• _Reading text_:
※ ※ ※

The transaction gave Chinese companies direct control of technology with possible military applications and, therefore, has national security implications.

Concerns over the transaction were laid out in an August 4, 2019, letter by Republican Senator Chuck Grassley of Iowa, who is the Chairman of the Finance Committee.

Henniges Automotive Holdings, Inc., a Michigan-based supplier of anti-vibration components was acquired in 2015 with the controlling 51 percent interest going to China’s AVIC Automotive Systems Holding Co. Ltd.

While Henniges has said its annual sales are now $1 billion, up from a reported $824.8 million in 2014 and $611 million in 2011, the growth has not resulted in any reported employment increases in Michigan.

In a news release, Henniges touted the $600 million deal as “one of the largest acquisitions by a Chinese company of a U.S.-based automotive manufacturing company in history,” reported Automotive News at the time.

AVIC – a subsidiary of Beijing-based Aviation Industry Corporation of China – is a $65 billion Chinese government-owned aerospace and defense conglomerate with over 100 subsidiaries and about 500,000 employees globally, currently ranked 163 in the Fortune Global 500.

This one transaction is just a small glimpse into the complex ownership structures among a network of Biden-related corporate entities that carried out a larger web of transactions.

The other company involved in the transaction with 49 percent interest in Henniges is a private equity firm called Bohai Harvest RST (BHR), funded with $1 billion from the Chinese government via the government-owned Bank of China.

BHR, as detailed by Peter Schwiezer in an excerpt from his book “Secret Empires,” was formed in 2013 as a merger between Chinese-government linked Bohai Capital and U.S.-based Rosemont Seneca Partners.

Rosemont Seneca Partners was formed in 2009 by Hunter Biden, son of then-Vice President Joe Biden, as well as Chris Heinz, stepson of former Secretary of State John Kerry among others.

※ ※ ※

Collection entries:
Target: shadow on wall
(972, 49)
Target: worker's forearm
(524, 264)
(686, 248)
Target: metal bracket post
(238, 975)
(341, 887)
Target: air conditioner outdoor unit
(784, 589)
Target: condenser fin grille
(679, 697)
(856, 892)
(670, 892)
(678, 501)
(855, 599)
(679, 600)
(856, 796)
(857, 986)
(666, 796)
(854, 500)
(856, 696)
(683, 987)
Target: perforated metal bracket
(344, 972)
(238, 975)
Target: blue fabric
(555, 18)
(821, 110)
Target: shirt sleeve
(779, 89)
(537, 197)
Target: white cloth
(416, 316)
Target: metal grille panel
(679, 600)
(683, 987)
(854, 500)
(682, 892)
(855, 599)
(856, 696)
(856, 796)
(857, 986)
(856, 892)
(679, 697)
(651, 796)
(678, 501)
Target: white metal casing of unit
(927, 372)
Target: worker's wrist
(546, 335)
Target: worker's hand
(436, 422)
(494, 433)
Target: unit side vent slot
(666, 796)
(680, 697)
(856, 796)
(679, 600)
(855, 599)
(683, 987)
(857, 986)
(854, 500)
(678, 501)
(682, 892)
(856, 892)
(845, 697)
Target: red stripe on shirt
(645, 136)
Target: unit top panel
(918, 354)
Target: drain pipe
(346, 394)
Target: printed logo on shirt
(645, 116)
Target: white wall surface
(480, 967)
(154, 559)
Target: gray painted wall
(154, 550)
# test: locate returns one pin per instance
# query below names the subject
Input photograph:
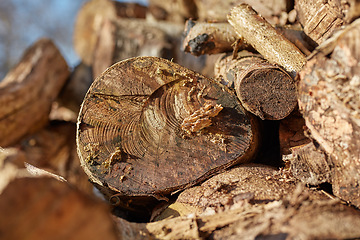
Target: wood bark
(329, 100)
(213, 10)
(28, 90)
(321, 19)
(133, 136)
(309, 164)
(90, 19)
(116, 44)
(265, 39)
(292, 132)
(45, 208)
(211, 38)
(264, 89)
(173, 11)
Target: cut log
(211, 38)
(27, 91)
(264, 89)
(45, 208)
(213, 10)
(116, 44)
(249, 183)
(329, 100)
(321, 19)
(298, 216)
(149, 127)
(90, 19)
(265, 39)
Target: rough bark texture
(309, 164)
(294, 218)
(214, 10)
(173, 11)
(75, 88)
(264, 89)
(265, 39)
(148, 127)
(44, 208)
(247, 183)
(321, 18)
(90, 20)
(292, 132)
(116, 44)
(28, 90)
(329, 99)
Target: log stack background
(304, 182)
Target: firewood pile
(187, 119)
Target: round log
(149, 127)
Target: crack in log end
(200, 119)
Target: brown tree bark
(90, 20)
(265, 39)
(116, 44)
(329, 100)
(160, 128)
(320, 19)
(264, 89)
(213, 10)
(27, 91)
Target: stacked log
(267, 148)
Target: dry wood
(252, 183)
(264, 89)
(211, 38)
(292, 132)
(173, 11)
(28, 90)
(287, 219)
(265, 39)
(116, 44)
(149, 127)
(44, 208)
(75, 88)
(329, 100)
(90, 19)
(320, 19)
(309, 164)
(214, 10)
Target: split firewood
(211, 38)
(45, 208)
(28, 90)
(292, 132)
(75, 88)
(329, 100)
(264, 89)
(309, 164)
(265, 39)
(213, 10)
(286, 219)
(116, 44)
(52, 149)
(90, 19)
(320, 19)
(249, 183)
(149, 127)
(173, 11)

※ ※ ※

• _Objectives_:
**a.** In the passage on the Henniges acquisition, what share of Henniges went to China's AVIC Automotive Systems Holding Co. Ltd.?
**b.** Copy the part of the Henniges acquisition passage that starts at "Concerns over the" and ends after "at the time.".
**c.** Carry on the passage about the Henniges acquisition from its final sentence.

• _Task results_:
**a.** The controlling 51 percent interest.

**b.**
Concerns over the transaction were laid out in an August 4, 2019, letter by Republican Senator Chuck Grassley of Iowa, who is the Chairman of the Finance Committee.

Henniges Automotive Holdings, Inc., a Michigan-based supplier of anti-vibration components was acquired in 2015 with the controlling 51 percent interest going to China’s AVIC Automotive Systems Holding Co. Ltd.

While Henniges has said its annual sales are now $1 billion, up from a reported $824.8 million in 2014 and $611 million in 2011, the growth has not resulted in any reported employment increases in Michigan.

In a news release, Henniges touted the $600 million deal as “one of the largest acquisitions by a Chinese company of a U.S.-based automotive manufacturing company in history,” reported Automotive News at the time.

**c.**
Because the Henniges acquisition gave direct control of its anti-vibration technology to Chinese companies, the transaction was reviewed and approved by CFIUS.

CFIUS – the Committee on Foreign Investment in the United States – “is an interagency committee authorized to review certain transactions involving foreign investment in the United States and certain real estate transactions by foreign persons, in order to determine the effect of such transactions on the national security of the United States.”

The CFIUS Chair is the Secretary of the Treasury and members include the heads of the Departments of State, Justice, Homeland Security, Commerce, Defense and Energy as well as the Offices of U.S. Trade Representative and Science & Technology Policy.

Additionally, five White House offices observe and, as appropriate, participate in CFIUS activities.

The make-up CFIUS is particularly relevant in the Henniges transaction, as Grassley notes in his letter, because of the potential conflict of interest with Hunter Biden and Chris Heinz being directly related to high-ranking Obama-Biden administration officials.

Specifically, a CFIUS participant playing a direct role in the decision to approve the Henniges transaction is the Department of State which was under Kerry’s leadership at the time of the the approval for AVIC’s deal.  And, of course, another CFIUS participant is the White House which was occupied at the time by Joe Biden as vice president.

Grassley questioned the Henniges transaction by CFIUS, especially in light of 2007 reports that AVIC was involved in stealing sensitive data regarding the Joint Strike Fighter Program.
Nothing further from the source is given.